* [Written task 1]: The passage below on soldiers leaving the Army quotes a list of conditions that usually prevent criminal charges. List each of those conditions.
+++ Passage
In both articles, Montgomery notes the Military Counseling Network in Germany which notes the following conditions usually prevent criminal charges: "they must not be on a deployment list; they must not have pending actions against them under the Uniform Code of Military Justice; they have to make it back to the U.S. before 30 days, when an arrest warrant is issued; and they should turn themselves in after 30 days when they've been dropped from their unit's rolls to one of two personnel control centers, Fort Knox or Fort Sill, Okla." In both article, Montgomery reports on 23-year-old Chris Capps who made the decision to self-checkout, "flew to the States and stayed in New York City until he knew he had been dropped from his unit's rolls. After that, Capps said, his commander had no authority over him. Capps turned himself in at Fort Sill. In fewer than four days, he was out of the Army, with an other-than-honorable discharge." Capps explains to Montgomery that he didn't try for Conscientious Objector status because he isn't opposed to all wars and because he "knew a soldier in his battalion who sought and won CO status and didn't want to go through the process. 'The chain of command treated him like [crap],' Capps said." Montogmery's second article focuses more on CO status and includes Vincent La Volpa who was awarded CO status and discharged honorably "in 2005 with a Purple Heart earned during his Iraq tour" whose statements on his CO decision include: "I contemplated the cause and its value. Feeling that the means was not worth the sacrifice for the uncertain end. I felt that I had to make a decision. Am I for this or am I against it? I decided I am against it." In the second article, Montgomery notes MCN's Michael Sharp whoe explains that in 2006, they were dealing with "eight to 10 nes cases monthly" of enlisted needing advice about discharges and that has gone up to "15 to 20" a month.
++++++
+++ Records provided
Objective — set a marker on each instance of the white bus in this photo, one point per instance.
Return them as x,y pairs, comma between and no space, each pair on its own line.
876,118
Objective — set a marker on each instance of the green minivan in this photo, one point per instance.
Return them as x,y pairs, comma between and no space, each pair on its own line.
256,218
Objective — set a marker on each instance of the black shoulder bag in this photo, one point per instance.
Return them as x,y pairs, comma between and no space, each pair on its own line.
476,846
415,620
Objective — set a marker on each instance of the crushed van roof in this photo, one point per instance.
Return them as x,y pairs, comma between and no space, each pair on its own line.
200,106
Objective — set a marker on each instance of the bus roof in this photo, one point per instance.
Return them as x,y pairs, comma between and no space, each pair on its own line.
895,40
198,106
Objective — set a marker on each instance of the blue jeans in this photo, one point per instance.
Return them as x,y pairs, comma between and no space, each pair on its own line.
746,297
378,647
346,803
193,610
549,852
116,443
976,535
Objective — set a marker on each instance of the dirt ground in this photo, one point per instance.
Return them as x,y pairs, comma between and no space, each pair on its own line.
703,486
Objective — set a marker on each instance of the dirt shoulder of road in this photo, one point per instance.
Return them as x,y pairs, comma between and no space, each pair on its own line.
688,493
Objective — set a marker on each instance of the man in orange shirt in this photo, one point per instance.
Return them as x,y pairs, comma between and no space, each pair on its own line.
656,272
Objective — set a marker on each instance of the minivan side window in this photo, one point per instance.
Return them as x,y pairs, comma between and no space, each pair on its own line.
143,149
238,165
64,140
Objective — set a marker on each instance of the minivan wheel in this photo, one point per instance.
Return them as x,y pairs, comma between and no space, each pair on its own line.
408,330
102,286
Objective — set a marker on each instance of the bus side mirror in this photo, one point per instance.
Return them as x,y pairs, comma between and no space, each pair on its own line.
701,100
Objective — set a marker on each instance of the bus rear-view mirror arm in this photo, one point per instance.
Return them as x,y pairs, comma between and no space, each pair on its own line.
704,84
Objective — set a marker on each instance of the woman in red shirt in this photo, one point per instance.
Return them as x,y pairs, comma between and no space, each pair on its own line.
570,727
++++++
* [Written task 2]: Collect every line of the records that contains the word "dirt".

* [Task answer 1]:
1. They must not be on a deployment list.
2. They must not have pending actions against them under the Uniform Code of Military Justice.
3. They have to make it back to the U.S. before 30 days, when an arrest warrant is issued.
4. They should turn themselves in after 30 days, once they've been dropped from their unit's rolls, to one of two personnel control centers: Fort Knox or Fort Sill, Okla.

* [Task answer 2]:
Objective — set a marker on each instance of the dirt ground in this photo, one point per instance.
Objective — set a marker on each instance of the dirt shoulder of road in this photo, one point per instance.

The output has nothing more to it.